[Stored items]
▬▬▬▬▬▬▬▬▬▬

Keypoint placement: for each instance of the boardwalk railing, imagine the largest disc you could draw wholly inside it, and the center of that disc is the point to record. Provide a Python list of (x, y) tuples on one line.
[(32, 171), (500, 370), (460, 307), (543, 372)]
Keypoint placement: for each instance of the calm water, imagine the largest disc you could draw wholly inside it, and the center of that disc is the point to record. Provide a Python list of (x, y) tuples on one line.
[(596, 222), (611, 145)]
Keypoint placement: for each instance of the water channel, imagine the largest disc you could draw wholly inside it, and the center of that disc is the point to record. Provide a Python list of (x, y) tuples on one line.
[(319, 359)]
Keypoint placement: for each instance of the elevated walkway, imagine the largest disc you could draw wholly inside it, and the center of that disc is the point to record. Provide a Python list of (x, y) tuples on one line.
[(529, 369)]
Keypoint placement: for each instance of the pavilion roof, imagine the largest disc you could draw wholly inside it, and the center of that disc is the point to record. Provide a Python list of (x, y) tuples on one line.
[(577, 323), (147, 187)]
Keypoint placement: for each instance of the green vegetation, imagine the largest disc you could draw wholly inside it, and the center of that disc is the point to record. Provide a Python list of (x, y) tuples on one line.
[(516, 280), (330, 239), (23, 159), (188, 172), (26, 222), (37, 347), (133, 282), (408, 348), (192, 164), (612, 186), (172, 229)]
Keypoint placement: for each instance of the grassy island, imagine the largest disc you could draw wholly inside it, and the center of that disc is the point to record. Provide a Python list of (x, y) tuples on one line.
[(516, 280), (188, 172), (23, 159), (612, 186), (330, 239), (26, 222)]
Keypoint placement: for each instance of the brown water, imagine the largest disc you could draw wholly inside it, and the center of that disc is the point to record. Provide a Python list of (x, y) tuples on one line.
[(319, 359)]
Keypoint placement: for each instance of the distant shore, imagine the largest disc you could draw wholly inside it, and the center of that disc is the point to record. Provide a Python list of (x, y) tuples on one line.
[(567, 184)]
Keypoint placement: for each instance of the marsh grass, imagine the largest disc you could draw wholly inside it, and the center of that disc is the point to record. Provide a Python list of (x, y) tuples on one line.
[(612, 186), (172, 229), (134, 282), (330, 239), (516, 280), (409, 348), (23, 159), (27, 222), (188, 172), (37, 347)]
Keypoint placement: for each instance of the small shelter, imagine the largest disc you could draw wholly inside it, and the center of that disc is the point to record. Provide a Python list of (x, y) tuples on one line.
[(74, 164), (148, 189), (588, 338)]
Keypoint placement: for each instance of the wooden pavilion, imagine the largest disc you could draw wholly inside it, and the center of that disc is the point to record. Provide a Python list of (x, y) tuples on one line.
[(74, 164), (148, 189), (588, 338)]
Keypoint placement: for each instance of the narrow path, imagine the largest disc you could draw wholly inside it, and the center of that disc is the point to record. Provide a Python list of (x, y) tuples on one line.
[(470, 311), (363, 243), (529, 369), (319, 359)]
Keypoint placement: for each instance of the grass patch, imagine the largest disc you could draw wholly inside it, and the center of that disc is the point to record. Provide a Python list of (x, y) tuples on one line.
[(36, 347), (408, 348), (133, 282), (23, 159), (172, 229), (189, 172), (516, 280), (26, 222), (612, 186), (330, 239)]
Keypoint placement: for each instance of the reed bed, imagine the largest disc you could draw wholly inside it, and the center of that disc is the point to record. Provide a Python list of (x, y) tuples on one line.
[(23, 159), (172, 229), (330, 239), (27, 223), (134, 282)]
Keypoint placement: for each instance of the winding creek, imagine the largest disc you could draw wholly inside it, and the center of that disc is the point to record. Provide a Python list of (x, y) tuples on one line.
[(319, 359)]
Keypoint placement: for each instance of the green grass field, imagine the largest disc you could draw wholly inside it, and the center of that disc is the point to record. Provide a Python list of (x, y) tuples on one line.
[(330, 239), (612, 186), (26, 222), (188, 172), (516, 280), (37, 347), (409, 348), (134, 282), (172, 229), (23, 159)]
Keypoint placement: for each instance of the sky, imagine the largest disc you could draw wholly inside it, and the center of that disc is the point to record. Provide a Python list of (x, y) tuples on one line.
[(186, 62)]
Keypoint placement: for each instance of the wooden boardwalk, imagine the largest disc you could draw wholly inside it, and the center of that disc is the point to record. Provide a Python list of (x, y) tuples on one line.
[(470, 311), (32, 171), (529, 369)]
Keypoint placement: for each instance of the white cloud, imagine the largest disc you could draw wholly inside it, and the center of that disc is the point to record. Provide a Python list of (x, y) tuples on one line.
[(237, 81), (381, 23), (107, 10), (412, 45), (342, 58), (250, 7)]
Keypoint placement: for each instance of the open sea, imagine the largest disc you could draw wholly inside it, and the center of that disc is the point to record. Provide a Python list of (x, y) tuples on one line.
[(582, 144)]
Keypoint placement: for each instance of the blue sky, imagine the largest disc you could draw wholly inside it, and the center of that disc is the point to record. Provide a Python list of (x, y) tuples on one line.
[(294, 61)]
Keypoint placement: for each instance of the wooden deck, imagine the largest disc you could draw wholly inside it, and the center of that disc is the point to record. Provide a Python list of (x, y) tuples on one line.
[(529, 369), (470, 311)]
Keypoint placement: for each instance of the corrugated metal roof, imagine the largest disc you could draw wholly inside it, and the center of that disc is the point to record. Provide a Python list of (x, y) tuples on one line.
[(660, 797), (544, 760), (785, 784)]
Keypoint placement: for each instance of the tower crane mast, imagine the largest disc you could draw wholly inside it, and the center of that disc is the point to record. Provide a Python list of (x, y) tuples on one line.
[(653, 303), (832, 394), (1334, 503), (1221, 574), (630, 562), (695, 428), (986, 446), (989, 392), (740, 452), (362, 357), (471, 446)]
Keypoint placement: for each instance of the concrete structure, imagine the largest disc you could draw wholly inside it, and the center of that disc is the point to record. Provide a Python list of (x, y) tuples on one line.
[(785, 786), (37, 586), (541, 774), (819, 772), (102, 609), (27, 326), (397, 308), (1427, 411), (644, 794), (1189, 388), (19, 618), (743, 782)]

▬▬▬▬▬▬▬▬▬▬

EXERCISE DESCRIPTION: Rewrite everything in the records above, from the line containing "Keypoint placement: for each instance of the blue" down to the line containing "[(294, 61)]", as a Markdown table with the columns Row and Line. Give each line its own numbered row, and leave out blank lines.

ANSWER TO THIS EXERCISE:
| Row | Line |
|---|---|
| 1 | Keypoint placement: for each instance of the blue sky, imagine the largest disc you could draw wholly inside it, and the center of that disc is the point to record. Provide a Python list of (x, y) tuples on one line. |
| 2 | [(294, 61)] |